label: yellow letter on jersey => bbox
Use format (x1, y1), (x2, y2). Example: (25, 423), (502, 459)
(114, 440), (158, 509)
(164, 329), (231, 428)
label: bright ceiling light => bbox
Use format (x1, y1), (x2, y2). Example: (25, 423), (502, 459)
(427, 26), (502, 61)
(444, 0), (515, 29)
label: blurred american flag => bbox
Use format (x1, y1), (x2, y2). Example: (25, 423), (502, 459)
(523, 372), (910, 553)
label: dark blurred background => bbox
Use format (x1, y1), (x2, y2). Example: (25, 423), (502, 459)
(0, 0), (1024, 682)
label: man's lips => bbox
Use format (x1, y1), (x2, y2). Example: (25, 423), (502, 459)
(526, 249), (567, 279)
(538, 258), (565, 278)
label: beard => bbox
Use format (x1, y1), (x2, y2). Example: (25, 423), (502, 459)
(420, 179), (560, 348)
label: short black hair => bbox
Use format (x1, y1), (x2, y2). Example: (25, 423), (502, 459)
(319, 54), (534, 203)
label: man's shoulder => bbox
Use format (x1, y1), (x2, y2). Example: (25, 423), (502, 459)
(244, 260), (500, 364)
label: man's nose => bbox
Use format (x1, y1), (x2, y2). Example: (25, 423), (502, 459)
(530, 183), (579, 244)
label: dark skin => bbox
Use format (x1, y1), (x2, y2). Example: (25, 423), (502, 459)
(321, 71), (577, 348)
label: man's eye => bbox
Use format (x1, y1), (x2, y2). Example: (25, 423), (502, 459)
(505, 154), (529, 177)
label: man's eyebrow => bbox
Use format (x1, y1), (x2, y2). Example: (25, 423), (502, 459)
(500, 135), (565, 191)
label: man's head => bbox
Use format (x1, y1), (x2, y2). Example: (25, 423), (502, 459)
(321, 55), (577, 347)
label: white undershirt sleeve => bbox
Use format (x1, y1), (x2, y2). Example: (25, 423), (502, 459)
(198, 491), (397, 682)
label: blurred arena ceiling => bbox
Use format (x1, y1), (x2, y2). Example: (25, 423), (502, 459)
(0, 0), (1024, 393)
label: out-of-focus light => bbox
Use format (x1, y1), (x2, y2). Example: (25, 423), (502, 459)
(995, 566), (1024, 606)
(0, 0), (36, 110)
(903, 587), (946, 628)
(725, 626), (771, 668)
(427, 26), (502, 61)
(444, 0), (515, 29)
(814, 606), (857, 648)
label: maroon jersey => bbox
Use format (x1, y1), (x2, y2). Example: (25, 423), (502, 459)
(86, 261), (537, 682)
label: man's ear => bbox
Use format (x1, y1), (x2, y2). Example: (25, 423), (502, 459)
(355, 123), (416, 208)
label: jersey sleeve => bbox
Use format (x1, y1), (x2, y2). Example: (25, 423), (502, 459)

Written exercise -> Copy the entries word for word, starting from the very first line and stopping after the line that contains "(500, 135), (565, 191)".

Reply ->
label: yellow letter on jersey => bbox
Use format (x1, y1), (x2, y2). Example: (25, 423), (502, 459)
(114, 440), (158, 509)
(164, 329), (231, 428)
label: bright ceiling light => bbox
Use format (x1, y1), (x2, y2). Example: (25, 423), (502, 459)
(427, 26), (502, 61)
(444, 0), (515, 29)
label: blurred american flag => bbox
Use format (x1, y1), (x2, y2). Example: (25, 423), (502, 459)
(523, 372), (910, 553)
label: dark blurred background => bbox
Use format (x1, y1), (x2, y2). Example: (25, 423), (502, 459)
(0, 0), (1024, 682)
label: man's lips => bbox
Use format (x1, y1), (x2, y2). Example: (25, 423), (502, 459)
(526, 249), (567, 279)
(538, 258), (565, 278)
label: beard => bbox
Use format (x1, y1), (x2, y2). Example: (25, 423), (502, 459)
(420, 179), (560, 348)
label: short black hair => bbox
Use format (x1, y1), (x2, y2). Example: (25, 423), (502, 459)
(319, 54), (534, 203)
label: man's shoulder => bbox
Use format (x1, y1), (x2, y2). Example: (25, 423), (502, 459)
(244, 260), (500, 364)
label: man's nose => bbox
Use format (x1, y1), (x2, y2). Example: (25, 423), (502, 459)
(530, 183), (579, 244)
label: dark skin => bbox
Use format (x1, y1), (x2, y2). Example: (25, 423), (502, 459)
(321, 71), (577, 348)
label: man's eye => bbox
Use format (x1, y1), (x2, y2). Example: (25, 423), (502, 459)
(505, 154), (529, 177)
label: man's eyebrow => bbox
Use format (x1, y1), (x2, y2). Example: (25, 423), (502, 459)
(500, 135), (565, 191)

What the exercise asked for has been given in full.